Segment Open
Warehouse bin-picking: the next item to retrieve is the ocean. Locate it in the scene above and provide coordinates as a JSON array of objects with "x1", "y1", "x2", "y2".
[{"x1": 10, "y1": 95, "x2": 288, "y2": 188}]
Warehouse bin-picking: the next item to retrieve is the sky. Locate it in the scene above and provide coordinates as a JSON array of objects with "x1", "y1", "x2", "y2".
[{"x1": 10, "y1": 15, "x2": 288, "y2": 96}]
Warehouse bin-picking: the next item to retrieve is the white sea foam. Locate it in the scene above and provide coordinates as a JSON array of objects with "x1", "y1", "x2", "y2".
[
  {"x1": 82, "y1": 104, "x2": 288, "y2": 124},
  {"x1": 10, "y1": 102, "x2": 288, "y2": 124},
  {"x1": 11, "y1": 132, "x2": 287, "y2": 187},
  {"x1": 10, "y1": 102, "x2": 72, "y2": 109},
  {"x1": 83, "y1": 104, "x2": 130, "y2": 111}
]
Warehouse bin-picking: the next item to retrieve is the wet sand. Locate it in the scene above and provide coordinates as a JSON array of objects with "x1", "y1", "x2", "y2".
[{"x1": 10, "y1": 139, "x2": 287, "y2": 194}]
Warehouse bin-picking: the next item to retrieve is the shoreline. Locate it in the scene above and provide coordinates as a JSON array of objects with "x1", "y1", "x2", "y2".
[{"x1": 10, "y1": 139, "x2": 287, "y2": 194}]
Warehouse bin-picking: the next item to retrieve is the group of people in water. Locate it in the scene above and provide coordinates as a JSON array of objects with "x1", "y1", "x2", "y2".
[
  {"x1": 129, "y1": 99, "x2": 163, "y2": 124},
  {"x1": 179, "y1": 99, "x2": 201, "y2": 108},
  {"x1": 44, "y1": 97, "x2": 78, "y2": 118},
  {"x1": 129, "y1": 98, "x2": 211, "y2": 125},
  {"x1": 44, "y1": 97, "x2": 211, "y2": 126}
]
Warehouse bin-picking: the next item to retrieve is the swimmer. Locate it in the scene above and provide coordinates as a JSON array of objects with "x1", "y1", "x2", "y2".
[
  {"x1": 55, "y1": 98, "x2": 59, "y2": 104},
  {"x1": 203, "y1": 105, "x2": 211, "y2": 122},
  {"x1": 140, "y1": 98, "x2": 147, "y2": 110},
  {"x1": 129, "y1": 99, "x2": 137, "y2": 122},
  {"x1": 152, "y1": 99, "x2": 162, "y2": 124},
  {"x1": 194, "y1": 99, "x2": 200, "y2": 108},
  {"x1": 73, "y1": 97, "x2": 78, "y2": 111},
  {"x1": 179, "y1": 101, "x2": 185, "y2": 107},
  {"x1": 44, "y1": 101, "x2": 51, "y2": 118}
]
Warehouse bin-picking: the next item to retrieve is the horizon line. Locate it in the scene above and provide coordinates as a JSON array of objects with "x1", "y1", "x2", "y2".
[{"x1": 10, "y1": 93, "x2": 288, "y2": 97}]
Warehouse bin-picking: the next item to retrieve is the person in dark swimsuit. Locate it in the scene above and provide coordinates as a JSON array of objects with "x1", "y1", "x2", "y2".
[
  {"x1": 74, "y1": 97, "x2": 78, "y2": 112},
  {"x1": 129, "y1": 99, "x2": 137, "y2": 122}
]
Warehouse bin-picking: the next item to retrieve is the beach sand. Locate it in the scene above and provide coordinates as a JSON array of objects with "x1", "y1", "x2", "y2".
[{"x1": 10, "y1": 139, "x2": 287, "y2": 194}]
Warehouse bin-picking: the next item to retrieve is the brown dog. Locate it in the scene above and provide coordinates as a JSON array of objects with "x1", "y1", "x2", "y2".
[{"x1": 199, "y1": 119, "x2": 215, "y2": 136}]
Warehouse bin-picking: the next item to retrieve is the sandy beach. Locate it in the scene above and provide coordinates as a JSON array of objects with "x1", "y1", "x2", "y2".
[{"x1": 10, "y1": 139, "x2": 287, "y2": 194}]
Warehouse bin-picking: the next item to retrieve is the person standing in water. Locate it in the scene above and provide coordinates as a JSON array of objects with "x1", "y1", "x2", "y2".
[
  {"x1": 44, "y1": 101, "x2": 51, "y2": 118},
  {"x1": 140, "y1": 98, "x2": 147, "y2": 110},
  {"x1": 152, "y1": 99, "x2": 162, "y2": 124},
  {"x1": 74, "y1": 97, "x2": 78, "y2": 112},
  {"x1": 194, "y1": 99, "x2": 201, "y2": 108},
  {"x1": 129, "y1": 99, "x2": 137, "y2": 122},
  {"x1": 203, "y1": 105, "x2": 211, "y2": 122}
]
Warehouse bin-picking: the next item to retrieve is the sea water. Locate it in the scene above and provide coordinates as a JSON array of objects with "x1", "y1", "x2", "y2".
Segment Closed
Copy out the full listing so that each line matches exactly.

Warehouse bin-picking: the next item to retrieve is the ocean. Locate it in the scene above and provide coordinates as a JSON array of objects with "x1", "y1", "x2", "y2".
[{"x1": 10, "y1": 95, "x2": 288, "y2": 188}]
Warehouse bin-picking: the next item to retrieve is the sky. Locate it in the scene above and provide coordinates as a JSON array of objects with "x1", "y1", "x2", "y2".
[{"x1": 10, "y1": 15, "x2": 288, "y2": 96}]
Warehouse bin-picking: the next item to retrieve is the white sea foam. Locate it in the scene above and provide coordinates as a JSON array of objects with "x1", "y1", "x2", "y2".
[
  {"x1": 82, "y1": 104, "x2": 288, "y2": 124},
  {"x1": 10, "y1": 102, "x2": 288, "y2": 124},
  {"x1": 11, "y1": 132, "x2": 287, "y2": 187},
  {"x1": 10, "y1": 102, "x2": 72, "y2": 109},
  {"x1": 83, "y1": 104, "x2": 130, "y2": 111}
]
Warehouse bin-picking: the next item to retrieve is the wet sand. Locate it in the scene above and provide coordinates as a JSON array of objects with "x1", "y1", "x2", "y2".
[{"x1": 10, "y1": 139, "x2": 287, "y2": 194}]
Warehouse bin-picking: the next item to retrieve is the shoreline. Locate it in the scene above and provide coordinates as a JSON array of objects with "x1", "y1", "x2", "y2".
[{"x1": 10, "y1": 139, "x2": 287, "y2": 194}]
Warehouse bin-picking: the next item to retrieve is the group of people in water. Locate it in the scene above and provide coordinates as a JSON array of objects with "x1", "y1", "x2", "y2".
[
  {"x1": 129, "y1": 99, "x2": 163, "y2": 124},
  {"x1": 179, "y1": 99, "x2": 201, "y2": 108},
  {"x1": 44, "y1": 97, "x2": 78, "y2": 118},
  {"x1": 129, "y1": 98, "x2": 211, "y2": 125},
  {"x1": 44, "y1": 97, "x2": 211, "y2": 126}
]
Warehouse bin-picking: the next item to retrieve is the swimmer. Locate it in the scene above and provide coordinates as a JSON array of objects with "x1", "y1", "x2", "y2".
[
  {"x1": 55, "y1": 98, "x2": 59, "y2": 104},
  {"x1": 203, "y1": 105, "x2": 211, "y2": 122},
  {"x1": 140, "y1": 98, "x2": 147, "y2": 110},
  {"x1": 129, "y1": 99, "x2": 137, "y2": 122},
  {"x1": 152, "y1": 99, "x2": 162, "y2": 124},
  {"x1": 194, "y1": 99, "x2": 200, "y2": 108},
  {"x1": 73, "y1": 97, "x2": 78, "y2": 111},
  {"x1": 179, "y1": 101, "x2": 185, "y2": 107},
  {"x1": 44, "y1": 101, "x2": 51, "y2": 118}
]
Warehouse bin-picking: the next item to retrieve is the horizon line. Locate it in the scene above and provide coordinates as a JSON array of objects with "x1", "y1", "x2", "y2".
[{"x1": 10, "y1": 93, "x2": 288, "y2": 97}]
Warehouse bin-picking: the next item to retrieve is the person in dark swimsuit. Locate it in the scene above and provide coordinates as a JSON array of objects with "x1", "y1", "x2", "y2".
[
  {"x1": 74, "y1": 97, "x2": 78, "y2": 112},
  {"x1": 129, "y1": 99, "x2": 137, "y2": 122}
]
Warehouse bin-picking: the next item to retrieve is the beach sand. Locate it in the scene above and provide coordinates as a JSON array of objects with "x1", "y1", "x2", "y2".
[{"x1": 10, "y1": 139, "x2": 287, "y2": 194}]
Warehouse bin-picking: the next item to retrieve is the brown dog. Locate it in the scene above and provide coordinates as a JSON array of objects with "x1", "y1", "x2", "y2".
[{"x1": 199, "y1": 119, "x2": 215, "y2": 136}]
Warehouse bin-picking: the next item to retrieve is the sandy beach. Locate it in the scene above and provide coordinates as a JSON array of objects with "x1", "y1", "x2", "y2".
[{"x1": 10, "y1": 139, "x2": 287, "y2": 194}]
Warehouse bin-picking: the next item to retrieve is the person standing in water. Locate it in the scene above and provide coordinates as a JSON array of objects with "x1", "y1", "x2", "y2".
[
  {"x1": 44, "y1": 101, "x2": 51, "y2": 118},
  {"x1": 140, "y1": 98, "x2": 147, "y2": 110},
  {"x1": 152, "y1": 99, "x2": 162, "y2": 124},
  {"x1": 74, "y1": 97, "x2": 78, "y2": 112},
  {"x1": 194, "y1": 99, "x2": 201, "y2": 108},
  {"x1": 129, "y1": 99, "x2": 137, "y2": 122},
  {"x1": 203, "y1": 105, "x2": 211, "y2": 122}
]
Warehouse bin-picking: the next item to retrieve is the sea water. Locate it in the scene above and provide coordinates as a JSON array of objects with "x1", "y1", "x2", "y2".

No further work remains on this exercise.